◆ What to work on:
Quote every line of the records below word for word.

## Start Listing

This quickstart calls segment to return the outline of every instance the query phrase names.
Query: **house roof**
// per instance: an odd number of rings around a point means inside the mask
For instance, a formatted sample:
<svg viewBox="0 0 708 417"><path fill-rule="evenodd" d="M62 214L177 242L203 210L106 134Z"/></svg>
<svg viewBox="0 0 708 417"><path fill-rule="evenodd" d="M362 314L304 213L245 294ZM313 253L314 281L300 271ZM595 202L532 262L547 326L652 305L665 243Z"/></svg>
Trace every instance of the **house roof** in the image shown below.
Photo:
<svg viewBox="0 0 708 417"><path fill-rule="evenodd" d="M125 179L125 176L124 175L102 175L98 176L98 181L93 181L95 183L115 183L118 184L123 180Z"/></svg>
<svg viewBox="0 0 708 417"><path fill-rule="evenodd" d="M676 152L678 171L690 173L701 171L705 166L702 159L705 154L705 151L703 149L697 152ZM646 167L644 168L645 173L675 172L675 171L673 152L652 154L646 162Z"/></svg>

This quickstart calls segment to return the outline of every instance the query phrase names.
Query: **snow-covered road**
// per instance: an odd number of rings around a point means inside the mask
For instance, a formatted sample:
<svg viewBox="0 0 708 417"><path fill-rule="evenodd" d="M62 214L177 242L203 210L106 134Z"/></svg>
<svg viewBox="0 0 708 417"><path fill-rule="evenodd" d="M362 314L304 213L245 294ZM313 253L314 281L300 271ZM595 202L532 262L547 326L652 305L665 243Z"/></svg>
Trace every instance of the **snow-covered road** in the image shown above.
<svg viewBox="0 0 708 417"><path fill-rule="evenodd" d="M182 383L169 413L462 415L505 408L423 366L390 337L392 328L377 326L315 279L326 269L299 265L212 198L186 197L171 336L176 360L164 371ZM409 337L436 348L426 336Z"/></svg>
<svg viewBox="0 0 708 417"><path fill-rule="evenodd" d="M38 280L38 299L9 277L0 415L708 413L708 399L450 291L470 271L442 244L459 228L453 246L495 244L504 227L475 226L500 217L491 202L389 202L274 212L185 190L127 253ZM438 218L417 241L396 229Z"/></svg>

## End Listing

◆ Finished answer:
This quickstart calls segment to return the outline of every instance the query phrase names.
Query: **house roof**
// per instance: an odd number of rings around a point means inside the mask
For instance, a formatted sample:
<svg viewBox="0 0 708 417"><path fill-rule="evenodd" d="M62 214L177 242L203 210L106 134Z"/></svg>
<svg viewBox="0 0 708 417"><path fill-rule="evenodd" d="M362 314L304 213L245 294ZM313 253L314 281L300 271ZM595 202L532 262L547 326L652 305L665 243Z"/></svg>
Trace every instance of the **house roof** in the image shown below.
Photo:
<svg viewBox="0 0 708 417"><path fill-rule="evenodd" d="M125 179L125 176L124 175L102 175L98 176L98 181L93 181L95 183L115 183L118 184L123 180Z"/></svg>
<svg viewBox="0 0 708 417"><path fill-rule="evenodd" d="M676 152L678 171L690 173L701 171L705 166L702 159L705 154L705 151L703 149L697 152ZM646 167L644 168L645 173L675 172L675 171L673 152L652 154L646 162Z"/></svg>

This quickstart calls segment to return the outline of every instance the query phrase names.
Query: **snow-covered road**
// per instance: an odd number of rings around a point means inside the mask
For instance, a formatted sample:
<svg viewBox="0 0 708 417"><path fill-rule="evenodd" d="M62 214L177 242L203 210L106 134Z"/></svg>
<svg viewBox="0 0 708 417"><path fill-rule="evenodd" d="M362 314L304 213L245 294ZM313 253L314 281L300 271ZM595 202L532 262L547 326L652 305L665 243Z"/></svg>
Trace every instance of the **snow-covered road** in the image shown above.
<svg viewBox="0 0 708 417"><path fill-rule="evenodd" d="M182 383L169 413L462 415L505 408L423 366L390 337L392 328L377 326L315 279L326 269L299 265L212 198L186 197L171 336L176 360L164 371ZM409 337L436 348L426 336Z"/></svg>
<svg viewBox="0 0 708 417"><path fill-rule="evenodd" d="M38 280L38 299L9 277L0 415L708 413L708 399L450 291L470 271L442 244L459 228L453 246L495 244L504 227L475 226L500 217L491 202L389 202L274 212L185 190L127 253ZM438 218L417 241L396 229Z"/></svg>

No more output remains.